White River Junction
Peggy Ainsworth testified on Monday in the trial of Emily Perkins, who has pleaded not guilty to charges of murder and attempted murder.
“When you are young and in love, you make mistakes,” Ainsworth said on the seventh day of the trial in Windsor Superior Court . “This was a mistake. She shouldn’t have confessed to something she didn’t do; now we are bearing the consequences of that.”
Perkins lied to police to afford her terminally ill husband, Michael, as much time with the couple’s two young children as possible, Ainsworth said. Michael Perkins died from brain cancer in January 2014, more than two years after the shooting that left Scott Hill dead and Emma Jozefiak seriously wounded.
Shortly after the November 2011 shooting, Emily Perkins told police she accidentally shot Jozefiak after Jozefiak shot Hill inside his Bethel trailer. Hill, 48, was found dead at the scene and Jozefiak, then 19, suffered multiple gunshot wounds but survived.
About three months after Michael Perkins died, his friend, Ryan Pettit, brought forward a letter purportedly written by Michael Perkins in which he claims responsibility for the shooing.

#### PROVIDED RECORDS:
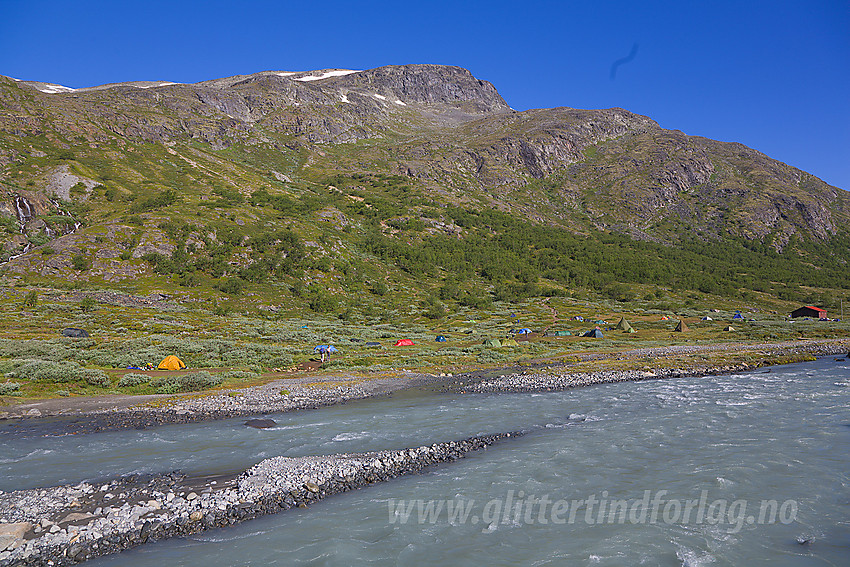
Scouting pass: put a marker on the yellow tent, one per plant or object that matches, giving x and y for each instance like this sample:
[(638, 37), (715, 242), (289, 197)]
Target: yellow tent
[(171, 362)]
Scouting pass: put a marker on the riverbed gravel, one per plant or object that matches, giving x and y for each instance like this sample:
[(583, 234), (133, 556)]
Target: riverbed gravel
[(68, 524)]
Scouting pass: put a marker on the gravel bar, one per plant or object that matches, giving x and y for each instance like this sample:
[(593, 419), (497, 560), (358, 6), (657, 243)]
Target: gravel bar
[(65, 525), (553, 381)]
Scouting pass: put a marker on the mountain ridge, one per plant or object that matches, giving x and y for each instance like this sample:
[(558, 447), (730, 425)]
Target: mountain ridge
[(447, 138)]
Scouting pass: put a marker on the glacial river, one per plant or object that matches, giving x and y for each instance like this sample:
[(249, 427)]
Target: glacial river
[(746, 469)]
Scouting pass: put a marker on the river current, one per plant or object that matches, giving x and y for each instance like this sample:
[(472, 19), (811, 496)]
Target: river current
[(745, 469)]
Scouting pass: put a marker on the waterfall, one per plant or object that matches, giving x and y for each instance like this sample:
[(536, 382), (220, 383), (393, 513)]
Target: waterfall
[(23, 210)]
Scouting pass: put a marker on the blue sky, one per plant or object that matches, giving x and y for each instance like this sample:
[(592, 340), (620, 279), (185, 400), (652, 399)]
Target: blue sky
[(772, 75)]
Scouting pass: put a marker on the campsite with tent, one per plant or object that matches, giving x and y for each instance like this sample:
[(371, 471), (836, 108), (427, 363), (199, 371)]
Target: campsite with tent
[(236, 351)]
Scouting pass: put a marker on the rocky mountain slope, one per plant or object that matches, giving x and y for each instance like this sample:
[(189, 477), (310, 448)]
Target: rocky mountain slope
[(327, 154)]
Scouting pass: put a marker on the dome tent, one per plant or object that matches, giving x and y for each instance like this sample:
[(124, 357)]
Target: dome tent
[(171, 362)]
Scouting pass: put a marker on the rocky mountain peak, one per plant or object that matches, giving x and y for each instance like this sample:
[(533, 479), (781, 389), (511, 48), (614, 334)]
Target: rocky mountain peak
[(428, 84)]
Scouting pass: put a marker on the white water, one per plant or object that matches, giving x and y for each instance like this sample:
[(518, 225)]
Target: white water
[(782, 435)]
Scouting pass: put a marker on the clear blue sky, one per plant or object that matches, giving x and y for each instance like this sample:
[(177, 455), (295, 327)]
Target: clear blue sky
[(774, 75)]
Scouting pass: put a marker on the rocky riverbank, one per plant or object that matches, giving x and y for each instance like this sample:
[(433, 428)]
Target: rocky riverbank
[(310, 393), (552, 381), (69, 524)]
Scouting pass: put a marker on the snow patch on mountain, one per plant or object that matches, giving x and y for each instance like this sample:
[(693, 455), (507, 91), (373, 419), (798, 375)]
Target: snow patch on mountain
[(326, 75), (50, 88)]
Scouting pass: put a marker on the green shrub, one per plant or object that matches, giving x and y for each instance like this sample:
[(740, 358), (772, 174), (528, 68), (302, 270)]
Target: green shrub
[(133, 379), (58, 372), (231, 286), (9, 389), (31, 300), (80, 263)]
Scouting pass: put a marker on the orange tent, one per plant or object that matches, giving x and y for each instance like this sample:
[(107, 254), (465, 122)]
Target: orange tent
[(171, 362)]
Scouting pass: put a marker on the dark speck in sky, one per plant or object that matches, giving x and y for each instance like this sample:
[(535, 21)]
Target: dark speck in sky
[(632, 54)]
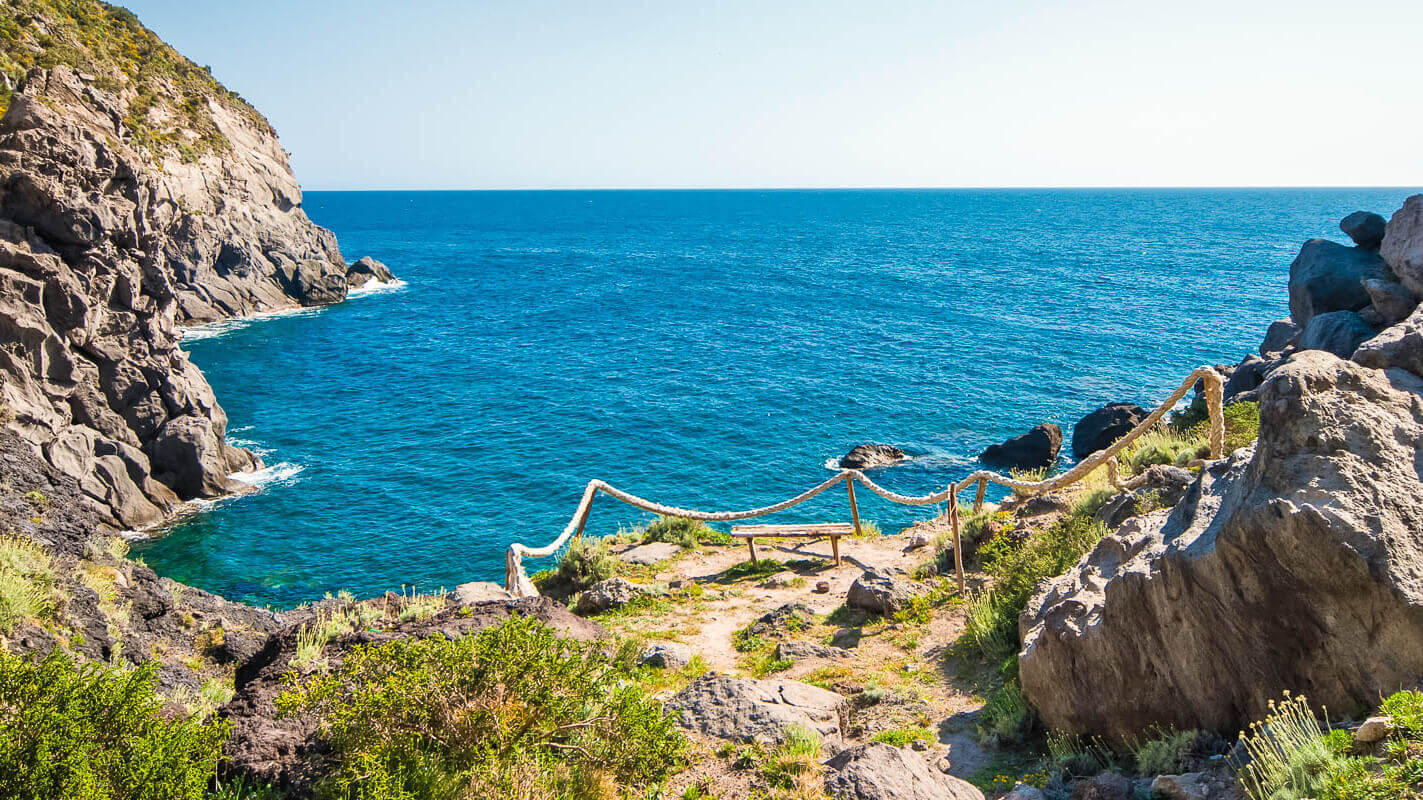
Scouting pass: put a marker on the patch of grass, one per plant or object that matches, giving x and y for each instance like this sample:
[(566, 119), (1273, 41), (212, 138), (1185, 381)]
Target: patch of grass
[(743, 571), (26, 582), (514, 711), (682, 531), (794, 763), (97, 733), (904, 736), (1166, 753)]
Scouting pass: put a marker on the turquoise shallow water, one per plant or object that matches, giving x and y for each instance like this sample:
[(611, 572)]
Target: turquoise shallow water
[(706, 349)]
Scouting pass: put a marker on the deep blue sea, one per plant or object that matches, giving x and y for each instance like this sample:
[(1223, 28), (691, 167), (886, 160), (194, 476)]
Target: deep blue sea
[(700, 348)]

==

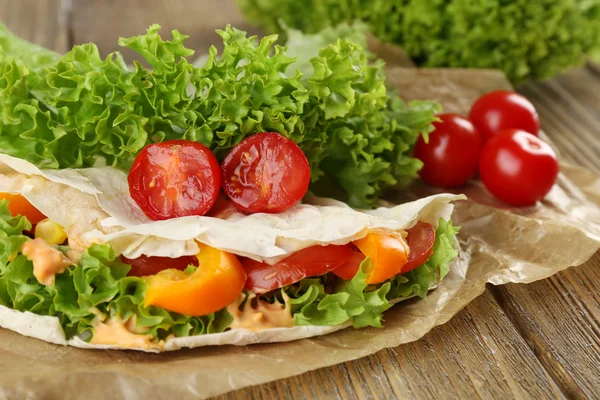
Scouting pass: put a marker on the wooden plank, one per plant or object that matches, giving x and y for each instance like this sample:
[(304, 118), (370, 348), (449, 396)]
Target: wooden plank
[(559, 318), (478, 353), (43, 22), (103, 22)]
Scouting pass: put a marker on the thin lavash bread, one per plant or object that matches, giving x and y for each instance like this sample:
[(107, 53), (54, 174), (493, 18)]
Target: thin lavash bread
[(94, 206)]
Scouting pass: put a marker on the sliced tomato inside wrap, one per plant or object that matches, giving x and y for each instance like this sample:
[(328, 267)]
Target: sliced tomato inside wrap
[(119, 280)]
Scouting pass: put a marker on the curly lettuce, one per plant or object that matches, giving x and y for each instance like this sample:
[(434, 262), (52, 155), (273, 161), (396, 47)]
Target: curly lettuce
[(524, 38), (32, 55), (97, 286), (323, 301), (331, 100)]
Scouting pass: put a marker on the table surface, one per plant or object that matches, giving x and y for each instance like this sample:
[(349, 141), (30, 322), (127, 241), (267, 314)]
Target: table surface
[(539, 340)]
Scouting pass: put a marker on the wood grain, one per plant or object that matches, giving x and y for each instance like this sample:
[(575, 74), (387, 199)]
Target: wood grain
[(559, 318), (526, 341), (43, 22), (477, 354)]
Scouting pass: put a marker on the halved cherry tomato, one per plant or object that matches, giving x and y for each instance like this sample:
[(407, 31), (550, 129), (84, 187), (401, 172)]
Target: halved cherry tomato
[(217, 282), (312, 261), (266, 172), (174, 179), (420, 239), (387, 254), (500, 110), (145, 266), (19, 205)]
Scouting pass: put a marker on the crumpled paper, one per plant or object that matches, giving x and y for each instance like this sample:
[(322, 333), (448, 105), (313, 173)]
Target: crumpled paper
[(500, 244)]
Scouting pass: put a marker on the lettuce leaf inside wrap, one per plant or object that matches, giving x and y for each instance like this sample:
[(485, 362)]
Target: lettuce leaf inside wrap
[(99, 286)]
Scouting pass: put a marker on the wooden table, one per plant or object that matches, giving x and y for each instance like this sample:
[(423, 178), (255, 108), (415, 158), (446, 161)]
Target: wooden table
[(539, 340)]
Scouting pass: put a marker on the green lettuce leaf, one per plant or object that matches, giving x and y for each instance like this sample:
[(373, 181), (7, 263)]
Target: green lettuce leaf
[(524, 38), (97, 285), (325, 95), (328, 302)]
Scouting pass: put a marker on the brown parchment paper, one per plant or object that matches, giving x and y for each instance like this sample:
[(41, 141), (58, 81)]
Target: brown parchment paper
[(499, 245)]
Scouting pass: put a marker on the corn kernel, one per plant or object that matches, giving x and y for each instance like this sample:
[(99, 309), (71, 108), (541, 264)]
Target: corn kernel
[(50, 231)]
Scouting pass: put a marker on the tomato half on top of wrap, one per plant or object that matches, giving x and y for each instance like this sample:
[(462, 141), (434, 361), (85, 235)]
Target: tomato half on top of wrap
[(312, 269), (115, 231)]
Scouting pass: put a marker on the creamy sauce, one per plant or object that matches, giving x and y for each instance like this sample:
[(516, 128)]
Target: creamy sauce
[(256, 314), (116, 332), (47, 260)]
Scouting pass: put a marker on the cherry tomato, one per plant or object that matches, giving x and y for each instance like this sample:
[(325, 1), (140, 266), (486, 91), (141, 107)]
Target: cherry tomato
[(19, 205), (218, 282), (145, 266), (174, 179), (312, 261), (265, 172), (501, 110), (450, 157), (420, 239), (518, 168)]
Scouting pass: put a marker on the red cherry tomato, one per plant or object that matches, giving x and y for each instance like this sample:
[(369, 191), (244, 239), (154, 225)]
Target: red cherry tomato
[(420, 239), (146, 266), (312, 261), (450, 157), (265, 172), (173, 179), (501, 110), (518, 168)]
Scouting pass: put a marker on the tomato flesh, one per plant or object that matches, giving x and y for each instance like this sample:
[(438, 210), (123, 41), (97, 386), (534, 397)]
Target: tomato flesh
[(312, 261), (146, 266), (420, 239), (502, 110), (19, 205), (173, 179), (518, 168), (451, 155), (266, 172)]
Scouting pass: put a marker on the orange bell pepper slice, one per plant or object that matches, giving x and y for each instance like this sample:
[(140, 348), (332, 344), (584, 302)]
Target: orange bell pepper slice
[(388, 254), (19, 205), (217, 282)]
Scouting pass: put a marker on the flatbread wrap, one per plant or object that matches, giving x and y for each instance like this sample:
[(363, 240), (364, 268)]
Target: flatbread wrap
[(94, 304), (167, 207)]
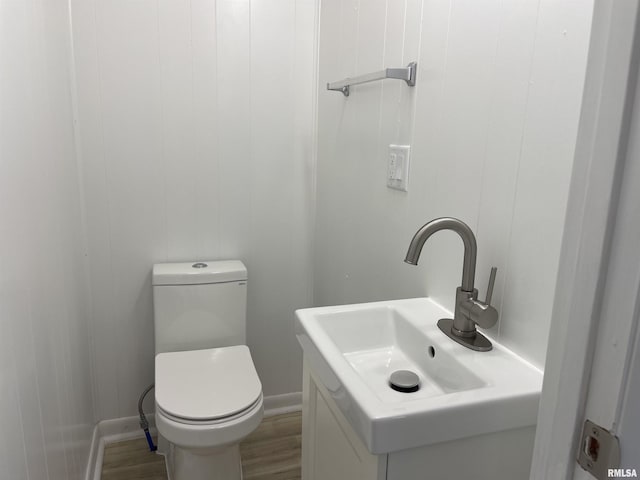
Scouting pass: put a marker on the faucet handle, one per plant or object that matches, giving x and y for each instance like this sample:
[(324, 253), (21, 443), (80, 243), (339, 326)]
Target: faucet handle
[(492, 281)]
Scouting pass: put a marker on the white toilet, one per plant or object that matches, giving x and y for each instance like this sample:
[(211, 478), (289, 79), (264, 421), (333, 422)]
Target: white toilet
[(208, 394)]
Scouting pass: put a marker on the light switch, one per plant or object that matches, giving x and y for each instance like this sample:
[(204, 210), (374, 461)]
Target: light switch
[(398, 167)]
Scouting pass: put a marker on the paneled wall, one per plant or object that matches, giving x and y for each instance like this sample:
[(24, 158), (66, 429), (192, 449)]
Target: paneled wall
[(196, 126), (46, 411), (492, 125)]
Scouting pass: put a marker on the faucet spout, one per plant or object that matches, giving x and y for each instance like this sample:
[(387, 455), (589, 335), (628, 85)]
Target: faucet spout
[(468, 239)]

...

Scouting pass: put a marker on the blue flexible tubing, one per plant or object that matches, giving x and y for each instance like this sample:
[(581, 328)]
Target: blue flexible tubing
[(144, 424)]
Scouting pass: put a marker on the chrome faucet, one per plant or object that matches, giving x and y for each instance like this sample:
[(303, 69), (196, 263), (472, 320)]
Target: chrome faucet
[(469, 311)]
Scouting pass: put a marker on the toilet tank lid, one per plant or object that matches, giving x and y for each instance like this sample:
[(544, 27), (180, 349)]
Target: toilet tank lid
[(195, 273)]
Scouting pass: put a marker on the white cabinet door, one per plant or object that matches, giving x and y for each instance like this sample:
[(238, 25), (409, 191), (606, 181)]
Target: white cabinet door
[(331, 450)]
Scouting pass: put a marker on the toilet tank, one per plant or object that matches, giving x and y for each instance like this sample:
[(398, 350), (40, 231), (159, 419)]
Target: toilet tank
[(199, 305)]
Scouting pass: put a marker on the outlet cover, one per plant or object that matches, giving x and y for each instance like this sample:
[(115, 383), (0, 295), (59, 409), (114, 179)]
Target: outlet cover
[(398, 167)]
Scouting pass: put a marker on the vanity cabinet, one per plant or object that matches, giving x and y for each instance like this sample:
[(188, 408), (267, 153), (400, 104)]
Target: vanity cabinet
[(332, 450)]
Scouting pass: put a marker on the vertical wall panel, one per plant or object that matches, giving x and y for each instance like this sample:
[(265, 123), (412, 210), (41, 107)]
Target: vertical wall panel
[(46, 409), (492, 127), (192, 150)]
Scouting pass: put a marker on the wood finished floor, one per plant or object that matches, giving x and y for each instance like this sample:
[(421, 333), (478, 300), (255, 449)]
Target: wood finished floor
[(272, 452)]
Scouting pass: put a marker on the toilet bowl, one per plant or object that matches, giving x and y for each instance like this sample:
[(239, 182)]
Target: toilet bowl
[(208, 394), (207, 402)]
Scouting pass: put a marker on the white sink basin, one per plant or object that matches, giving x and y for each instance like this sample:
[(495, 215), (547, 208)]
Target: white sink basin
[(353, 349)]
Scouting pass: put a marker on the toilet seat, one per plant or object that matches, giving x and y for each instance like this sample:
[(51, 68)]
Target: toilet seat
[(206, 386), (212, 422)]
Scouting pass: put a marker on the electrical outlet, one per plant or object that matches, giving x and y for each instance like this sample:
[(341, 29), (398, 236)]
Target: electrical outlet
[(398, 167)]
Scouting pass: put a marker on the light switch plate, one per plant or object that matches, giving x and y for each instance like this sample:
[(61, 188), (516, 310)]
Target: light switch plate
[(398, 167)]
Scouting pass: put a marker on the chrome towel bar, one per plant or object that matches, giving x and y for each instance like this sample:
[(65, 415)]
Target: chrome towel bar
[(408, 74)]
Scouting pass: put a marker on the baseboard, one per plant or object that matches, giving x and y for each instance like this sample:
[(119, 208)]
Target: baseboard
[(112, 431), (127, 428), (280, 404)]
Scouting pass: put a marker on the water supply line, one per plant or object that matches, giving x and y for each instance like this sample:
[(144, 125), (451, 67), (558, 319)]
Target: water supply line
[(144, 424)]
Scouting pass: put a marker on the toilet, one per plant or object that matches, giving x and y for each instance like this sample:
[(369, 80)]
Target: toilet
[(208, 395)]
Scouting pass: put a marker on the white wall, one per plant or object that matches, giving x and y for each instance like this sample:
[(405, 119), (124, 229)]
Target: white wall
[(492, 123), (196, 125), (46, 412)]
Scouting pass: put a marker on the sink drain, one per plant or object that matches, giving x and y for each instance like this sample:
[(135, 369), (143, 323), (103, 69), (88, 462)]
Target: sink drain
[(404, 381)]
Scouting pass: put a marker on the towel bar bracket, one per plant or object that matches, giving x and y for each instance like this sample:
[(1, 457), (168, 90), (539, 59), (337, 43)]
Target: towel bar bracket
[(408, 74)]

#### WORK REQUIRED:
Copy out the full news report on the Emily Perkins murder trial from above, word for word.

#### EXPECTED OUTPUT:
White River Junction
Peggy Ainsworth testified on Monday in the trial of Emily Perkins, who has pleaded not guilty to charges of murder and attempted murder.
“When you are young and in love, you make mistakes,” Ainsworth said on the seventh day of the trial in Windsor Superior Court . “This was a mistake. She shouldn’t have confessed to something she didn’t do; now we are bearing the consequences of that.”
Perkins lied to police to afford her terminally ill husband, Michael, as much time with the couple’s two young children as possible, Ainsworth said. Michael Perkins died from brain cancer in January 2014, more than two years after the shooting that left Scott Hill dead and Emma Jozefiak seriously wounded.
Shortly after the November 2011 shooting, Emily Perkins told police she accidentally shot Jozefiak after Jozefiak shot Hill inside his Bethel trailer. Hill, 48, was found dead at the scene and Jozefiak, then 19, suffered multiple gunshot wounds but survived.
About three months after Michael Perkins died, his friend, Ryan Pettit, brought forward a letter purportedly written by Michael Perkins in which he claims responsibility for the shooing.